Sunday 12/15/24
The two insipid women who live across the hall had a party on Friday night, or a gathering, anyway. These are the women who slam the door a solid two dozen times every day, shaking the walls, which is also something they do when they come home drunk at three in the morning, and only don't do when it's nine in the morning and one of them is leaving and doesn't wish to wake the other because they're both aware of how loud their door is unless it is pulled shut and especially if you slam it. These women suck. So inconsiderate, so thoughtless, so lazy. There is, for instance, a Mexican place around the corner. It's around the actual corner. It's not 100 yards away. They have them deliver. You can't walk around the corner? And that, to me, kind of sums them up. Well, before getting into the imbecility.
I listen to their inane conversations in the hall because they're so loud, and it astounds me that such simple, trivial things could be the "big" things of a life. What sounded like a dozen more women just like these women gathered in the hallway on Friday night, where their voices all went up a register and it was as if they were having the most irritating contest ever to see who could say the word "literally" the most. I felt like opening the door, clad though I was in boxers and ripped T-shirt, and saying, "Shut up you ridiculous, clucking hens!" but instead I just sat there and fumed, "Can't a man simply watch Frosty in peace?"
One of these women may have been the person who swiped my copy of M.R. James's Collected Ghost Stories, though this was eventually returned, with a note inside from a woman--but I don't think it was either of these two--saying they had borrowed--maybe ask?--my book and thought my marginalia was at first random doodles--which I guess says something about my handwriting--but that they read said notes in the margin and enjoyed them. I could be arrested for my marginalia. Some of it, at least.
The Army-Navy game is awesome. I just think it's so cool. How can you not have respect for those programs? It's an untainted game, too. No one is transferring, no payouts. Just football by people who have made a commitment of service, and a game that people who went to one of those academies really care about. There are no alums of any school who care about a rivalry more than the alums of Army and Navy care about that game.
━━━━━━━━
→ Set problem 1: Pull out every line of the records below that contains the word "puffer".

→ Excerpted data:
━━━━━━━━
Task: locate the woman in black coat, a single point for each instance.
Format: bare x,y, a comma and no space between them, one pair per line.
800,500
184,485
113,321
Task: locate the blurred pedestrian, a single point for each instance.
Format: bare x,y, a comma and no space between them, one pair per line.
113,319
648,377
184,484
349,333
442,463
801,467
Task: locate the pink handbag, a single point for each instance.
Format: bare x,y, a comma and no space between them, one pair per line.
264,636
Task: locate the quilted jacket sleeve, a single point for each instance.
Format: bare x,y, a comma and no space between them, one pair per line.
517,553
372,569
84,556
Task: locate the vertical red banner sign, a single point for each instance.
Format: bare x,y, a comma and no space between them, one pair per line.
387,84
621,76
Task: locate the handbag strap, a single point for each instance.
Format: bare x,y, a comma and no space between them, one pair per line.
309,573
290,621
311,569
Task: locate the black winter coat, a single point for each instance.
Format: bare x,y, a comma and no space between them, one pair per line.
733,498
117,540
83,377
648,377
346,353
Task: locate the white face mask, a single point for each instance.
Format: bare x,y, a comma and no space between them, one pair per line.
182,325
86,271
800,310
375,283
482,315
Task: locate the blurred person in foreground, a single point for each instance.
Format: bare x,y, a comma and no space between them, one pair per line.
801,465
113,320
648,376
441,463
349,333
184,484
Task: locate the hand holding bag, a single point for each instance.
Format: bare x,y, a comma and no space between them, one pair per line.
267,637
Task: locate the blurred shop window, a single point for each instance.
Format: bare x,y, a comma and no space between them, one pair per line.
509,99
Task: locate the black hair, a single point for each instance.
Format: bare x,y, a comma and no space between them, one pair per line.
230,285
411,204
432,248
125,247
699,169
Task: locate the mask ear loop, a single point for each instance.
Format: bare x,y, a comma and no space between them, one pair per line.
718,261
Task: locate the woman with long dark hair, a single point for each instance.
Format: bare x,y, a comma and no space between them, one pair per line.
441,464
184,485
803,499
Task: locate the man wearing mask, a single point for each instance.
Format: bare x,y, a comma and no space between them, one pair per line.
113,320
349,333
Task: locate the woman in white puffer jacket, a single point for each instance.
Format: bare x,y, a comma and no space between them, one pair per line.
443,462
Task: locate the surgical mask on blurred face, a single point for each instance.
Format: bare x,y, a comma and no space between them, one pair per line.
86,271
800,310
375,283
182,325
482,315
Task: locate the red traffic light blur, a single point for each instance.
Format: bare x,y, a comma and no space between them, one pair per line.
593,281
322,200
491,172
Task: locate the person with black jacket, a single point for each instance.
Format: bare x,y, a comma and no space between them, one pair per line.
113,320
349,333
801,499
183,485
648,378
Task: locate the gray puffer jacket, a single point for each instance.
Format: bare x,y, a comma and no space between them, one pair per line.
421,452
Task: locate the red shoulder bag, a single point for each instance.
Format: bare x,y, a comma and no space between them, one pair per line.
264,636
━━━━━━━━
→ Set problem 2:
Answer these from the diary entry above:
(a) Which book went missing and was later returned with a note inside?
(b) What word did the women in the hallway seem to be competing to say the most?
(c) What was the writer trying to watch in peace during the gathering?

→ Exercise output 1:
Task: locate the woman in white puffer jacket, a single point for each instance.
Task: locate the gray puffer jacket, a single point for each instance.

→ Exercise output 2:
(a) M.R. James's Collected Ghost Stories
(b) "Literally"
(c) Frosty